Doppler ultrasound enables determination of flow, its direction, and its velocity within a vessel using simple ultrasound techniques. Sound waves bounce off moving structures and are returned. The degree of frequency shift determines whether the object is moving away from or toward the probe and the speed at which it is traveling.

Computed tomography

Computed tomography (CT) was invented in the 1970s by Sir Godfrey Hounsfield, who was awarded the Nobel Prize in Medicine in 1979. Since this inspired invention, there have been many generations of CT scanners.

A CT scanner obtains a series of images of the body (slices) in the axial plane. The patient lies on a bed, an X-ray tube passes around the body (Fig. 1.7), and a series of images are obtained. A computer carries out a complex mathematical transformation on the multitude of images to produce the final image (Fig. 1.8).

Fig. 1.7 Computed tomography scanner.

Fig. 1.8 Computed tomography scan of the abdomen at vertebral level L2.

Magnetic resonance imaging

The process of magnetic resonance imaging (MRI) is dependent on the free protons in the hydrogen nuclei in molecules of water (H₂O). Because water is present in almost all biological tissues, the hydrogen proton is ideal. The protons within a patient’s hydrogen nuclei should be regarded as small bar magnets, which are randomly oriented in space. The patient is placed in a strong magnetic field, which aligns the bar magnets. When a pulse of radio waves is passed through the patient the magnets are deflected, and as they return to their aligned position they emit small radio pulses. The strength and frequency of the emitted pulses and the time it takes for the protons to return to their pre-excited state produces a signal. These signals are analyzed by a powerful computer, and an image is created (Fig. 1.9).

Data shown:
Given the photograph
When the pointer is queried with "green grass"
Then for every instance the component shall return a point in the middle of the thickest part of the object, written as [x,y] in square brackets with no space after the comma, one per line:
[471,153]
---
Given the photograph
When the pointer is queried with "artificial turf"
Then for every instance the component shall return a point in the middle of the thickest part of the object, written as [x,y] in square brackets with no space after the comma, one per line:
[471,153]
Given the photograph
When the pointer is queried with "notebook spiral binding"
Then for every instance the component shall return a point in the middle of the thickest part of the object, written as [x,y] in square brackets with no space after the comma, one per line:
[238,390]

Exercise brief:
Using the medical imaging text, decide whether each statement agrees with it: (a) Sir Godfrey Hounsfield invented computed tomography in the 1970s; (b) a CT scanner obtains its slices in the coronal plane; (c) in MRI, the strong magnetic field leaves the protons randomly oriented. Answer yes or no for each, quoting the words of the text that decide it.

Answer box:
(a) Yes: "Computed tomography (CT) was invented in the 1970s by Sir Godfrey Hounsfield"
(b) No: "A CT scanner obtains a series of images of the body (slices) in the axial plane."
(c) No: "The patient is placed in a strong magnetic field, which aligns the bar magnets."